**КРАТКОЕ ЗАДАНИЕ 1:**
Обновите фрагмент воспоминаний от слов «Стива же все» до слов «собственные жизненные ценности.» включительно, поставив «малышами» вместо «детьми».
**КРАТКОЕ ЗАДАНИЕ 2:**
Напишите продолжение фрагмента воспоминаний, начиная сразу после его последнего предложения.

-------- ВЫБРАННЫЙ ТЕКСТ

Мне эта работа показалась довольно веселой, и я даже пожертвовал своими инженерными проектами и согласился на почасовую оплату на той неделе, лишь бы провести побольше времени, изображая героя сказки. Я просто обожал разглядывать лица детей в тот момент, когда они на меня смотрели.
В перерыве на обед мы сидели в маленьком ресторанчике в том же магазине, в нашей обычной одежде. И вот однажды один малыш – совсем маленький – указал на мои теннисные туфли и закричал: «Эй, это же Безумный Шляпник!» Я сказал ему: «Эй, потише!» Ха-ха. Это была ужасно веселая неделя.
Стива же все это совсем не радовало. Много лет спустя я заметил в разговоре с ним, какой веселой была эта работа в костюмах из «Алисы», а он ответил: «Нет, это было отстойно. Мы почти ничего не заработали». Вот как: у него остались плохие воспоминания, а у меня – самые прекрасные. Наверное, я тогда думал, что все люди – вроде меня, что всем нравится возиться с детьми.
* * *
Мне нравилось быть родителем. Это здорово. Я не читал книжки для родителей, я не хотел читать ничего о четко определенных правилах. Мне хотелось общаться с ребенком и налаживать с ним контакт. Ведь если вы научитесь с ним говорить, то он станет рассказывать вам почти обо всем. Я хотел научить их подходить к делу творчески, показать, что не обязательно мыслить узко и ограничивать себя, как делают многие. Я ни разу не пытался насаждать своим детям даже свои собственные жизненные ценности.
Я хотел походить на своего отца. В разговорах со мной он всегда обращал внимание на все стороны вопроса. Я понимал, что именно думает он сам, но он позволял мне прийти к собственным выводам, которые очень часто оказывались такими же, как его. Он был очень хорошим учителем. И я намеревался стать таким же.
У нас с Кэнди трое детей. Первым был Джесси, родившийся в ночь перед фестивалем «МЫ» на День труда в 1982 году. Два года спустя родилась Сара, а в 1987 году, когда мы уже развелись, на свет появился Гэри. Так что расстаться было непросто.
* * *
Когда Джесси было всего несколько месяцев, я ужасно веселился, устраивая ему «полеты». Я держал его так, что его живот находился у меня на ладони, и он видел все в правильной перспективе. (Идею мне подкинул брат Кэнди, Питер Кларк, который рассказал, что если держать младенца на спине, он видит все иначе, чем взрослые люди.) Теперь ребенок мог видеть мир так же, как и мы. Все логично.

----------------
-------- ФРАГМЕНТЫ ЗАПИСЕЙ

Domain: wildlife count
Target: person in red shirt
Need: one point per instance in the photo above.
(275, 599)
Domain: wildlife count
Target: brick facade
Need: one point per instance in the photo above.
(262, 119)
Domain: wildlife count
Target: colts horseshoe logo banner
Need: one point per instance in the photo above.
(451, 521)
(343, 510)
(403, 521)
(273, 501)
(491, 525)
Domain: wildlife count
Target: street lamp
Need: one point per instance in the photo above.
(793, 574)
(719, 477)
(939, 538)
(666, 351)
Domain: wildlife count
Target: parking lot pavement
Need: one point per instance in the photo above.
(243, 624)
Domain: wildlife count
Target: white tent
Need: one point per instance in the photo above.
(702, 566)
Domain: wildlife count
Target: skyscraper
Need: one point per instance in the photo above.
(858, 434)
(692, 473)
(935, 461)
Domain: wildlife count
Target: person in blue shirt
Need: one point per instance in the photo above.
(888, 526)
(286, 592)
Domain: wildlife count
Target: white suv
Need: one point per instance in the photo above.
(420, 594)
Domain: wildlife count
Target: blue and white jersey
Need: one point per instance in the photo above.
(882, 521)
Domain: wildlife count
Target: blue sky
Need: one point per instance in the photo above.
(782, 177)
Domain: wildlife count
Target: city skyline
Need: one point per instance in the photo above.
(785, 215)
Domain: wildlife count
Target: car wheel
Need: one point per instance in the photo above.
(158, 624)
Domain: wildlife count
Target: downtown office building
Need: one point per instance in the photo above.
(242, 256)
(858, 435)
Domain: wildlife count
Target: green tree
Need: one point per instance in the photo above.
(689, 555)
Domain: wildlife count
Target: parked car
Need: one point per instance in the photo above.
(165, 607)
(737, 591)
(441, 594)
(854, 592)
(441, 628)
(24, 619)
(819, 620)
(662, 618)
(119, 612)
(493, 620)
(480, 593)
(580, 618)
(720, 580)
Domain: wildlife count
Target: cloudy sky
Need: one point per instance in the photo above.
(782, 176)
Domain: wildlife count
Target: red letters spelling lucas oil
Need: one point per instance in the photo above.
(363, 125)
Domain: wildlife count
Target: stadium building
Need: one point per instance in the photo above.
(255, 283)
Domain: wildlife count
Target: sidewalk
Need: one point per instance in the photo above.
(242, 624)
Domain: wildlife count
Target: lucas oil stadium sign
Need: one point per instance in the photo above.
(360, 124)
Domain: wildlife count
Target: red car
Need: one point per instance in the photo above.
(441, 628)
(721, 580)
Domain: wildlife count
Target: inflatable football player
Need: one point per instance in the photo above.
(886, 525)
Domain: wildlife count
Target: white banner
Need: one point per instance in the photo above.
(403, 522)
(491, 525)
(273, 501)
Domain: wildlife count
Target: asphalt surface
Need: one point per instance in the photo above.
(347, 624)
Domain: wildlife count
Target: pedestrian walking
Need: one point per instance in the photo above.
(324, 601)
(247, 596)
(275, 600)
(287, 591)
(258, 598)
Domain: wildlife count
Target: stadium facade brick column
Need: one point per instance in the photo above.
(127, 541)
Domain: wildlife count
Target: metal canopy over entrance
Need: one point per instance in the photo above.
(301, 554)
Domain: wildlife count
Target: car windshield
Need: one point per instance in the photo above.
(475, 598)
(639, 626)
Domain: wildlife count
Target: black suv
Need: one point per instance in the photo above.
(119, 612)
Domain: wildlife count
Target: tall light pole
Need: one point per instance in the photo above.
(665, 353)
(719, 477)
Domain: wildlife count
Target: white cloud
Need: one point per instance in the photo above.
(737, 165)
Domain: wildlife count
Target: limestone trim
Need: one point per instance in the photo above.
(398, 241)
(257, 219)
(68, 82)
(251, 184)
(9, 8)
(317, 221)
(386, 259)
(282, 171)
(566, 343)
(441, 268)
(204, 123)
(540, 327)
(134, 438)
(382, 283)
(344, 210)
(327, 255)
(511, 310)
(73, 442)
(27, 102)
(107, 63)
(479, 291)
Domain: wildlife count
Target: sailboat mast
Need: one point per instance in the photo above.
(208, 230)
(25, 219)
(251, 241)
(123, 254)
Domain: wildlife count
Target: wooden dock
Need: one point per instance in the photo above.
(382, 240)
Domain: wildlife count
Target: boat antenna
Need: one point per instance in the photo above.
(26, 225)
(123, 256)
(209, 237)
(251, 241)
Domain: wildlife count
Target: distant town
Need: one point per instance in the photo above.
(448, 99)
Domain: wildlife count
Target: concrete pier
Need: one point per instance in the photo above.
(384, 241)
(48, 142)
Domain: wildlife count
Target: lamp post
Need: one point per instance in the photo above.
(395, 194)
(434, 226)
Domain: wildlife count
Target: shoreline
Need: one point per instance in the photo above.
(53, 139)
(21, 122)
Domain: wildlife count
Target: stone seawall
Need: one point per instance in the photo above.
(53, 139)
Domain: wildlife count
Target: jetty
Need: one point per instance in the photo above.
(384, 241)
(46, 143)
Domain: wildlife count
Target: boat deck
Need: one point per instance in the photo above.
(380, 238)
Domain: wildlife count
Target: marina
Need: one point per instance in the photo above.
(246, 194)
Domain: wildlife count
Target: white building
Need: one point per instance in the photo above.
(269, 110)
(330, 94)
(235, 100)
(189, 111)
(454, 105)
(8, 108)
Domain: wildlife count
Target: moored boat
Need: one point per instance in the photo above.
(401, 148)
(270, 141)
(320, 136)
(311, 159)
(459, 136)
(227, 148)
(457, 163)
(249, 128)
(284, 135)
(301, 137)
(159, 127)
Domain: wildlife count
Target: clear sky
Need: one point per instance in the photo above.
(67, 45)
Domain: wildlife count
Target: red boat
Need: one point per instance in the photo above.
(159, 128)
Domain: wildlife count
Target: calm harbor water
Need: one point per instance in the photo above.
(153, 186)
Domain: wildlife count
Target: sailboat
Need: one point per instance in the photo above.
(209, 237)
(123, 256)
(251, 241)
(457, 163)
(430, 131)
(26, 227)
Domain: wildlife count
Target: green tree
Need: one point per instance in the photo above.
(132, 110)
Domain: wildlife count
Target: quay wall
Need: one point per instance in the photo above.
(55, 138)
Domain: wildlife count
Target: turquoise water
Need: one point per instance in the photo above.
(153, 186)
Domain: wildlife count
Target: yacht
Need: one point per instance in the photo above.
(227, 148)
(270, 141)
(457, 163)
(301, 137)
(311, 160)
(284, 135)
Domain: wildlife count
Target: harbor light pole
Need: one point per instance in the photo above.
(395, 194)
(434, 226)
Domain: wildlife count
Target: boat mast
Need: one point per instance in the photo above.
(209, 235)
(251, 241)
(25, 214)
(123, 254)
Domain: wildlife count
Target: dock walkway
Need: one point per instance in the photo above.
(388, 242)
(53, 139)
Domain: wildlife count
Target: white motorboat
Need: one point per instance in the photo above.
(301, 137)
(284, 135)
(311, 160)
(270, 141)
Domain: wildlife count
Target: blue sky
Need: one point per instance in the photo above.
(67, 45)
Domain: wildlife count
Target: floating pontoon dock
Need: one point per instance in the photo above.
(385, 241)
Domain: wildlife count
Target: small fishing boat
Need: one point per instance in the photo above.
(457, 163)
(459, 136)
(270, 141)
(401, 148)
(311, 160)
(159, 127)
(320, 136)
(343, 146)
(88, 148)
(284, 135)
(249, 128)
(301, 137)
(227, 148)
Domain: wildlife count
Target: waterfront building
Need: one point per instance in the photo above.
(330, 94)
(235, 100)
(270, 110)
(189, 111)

----------------

**ОЖИДАЕМЫЙ РЕЗУЛЬТАТ 1:**
Стива же все это совсем не радовало. Много лет спустя я заметил в разговоре с ним, какой веселой была эта работа в костюмах из «Алисы», а он ответил: «Нет, это было отстойно. Мы почти ничего не заработали». Вот как: у него остались плохие воспоминания, а у меня – самые прекрасные. Наверное, я тогда думал, что все люди – вроде меня, что всем нравится возиться с малышами.
* * *
Мне нравилось быть родителем. Это здорово. Я не читал книжки для родителей, я не хотел читать ничего о четко определенных правилах. Мне хотелось общаться с ребенком и налаживать с ним контакт. Ведь если вы научитесь с ним говорить, то он станет рассказывать вам почти обо всем. Я хотел научить их подходить к делу творчески, показать, что не обязательно мыслить узко и ограничивать себя, как делают многие. Я ни разу не пытался насаждать своим детям даже свои собственные жизненные ценности.

**ОЖИДАЕМЫЙ РЕЗУЛЬТАТ 2:**
Вот так я держал младенца Джесси, и однажды заметил, что его глаза иногда скашиваются немного вправо или влево. Потом его голова поворачивалась в том или ином направлении и останавливалась. Я понимал: ага, он смотрит на штору. Тогда я подносил его к окну. Это тоже было логично. Я позволял Джесси дотронуться до окна – я брал его руку и протягивал к окну, – а когда он удовлетворял свой интерес, его голова снова поворачивалась, например, к маме, и тогда мы подлетали к ней.
И мы взяли это за правило. Он лежал у меня на ладони, глядя на большой телевизор, и я подносил его к телевизору. Или к шкафу: у него был верх и край, к ним Джесси мог прикоснуться. Так он начал узнавать мир, а в конце всегда возвращался на базу.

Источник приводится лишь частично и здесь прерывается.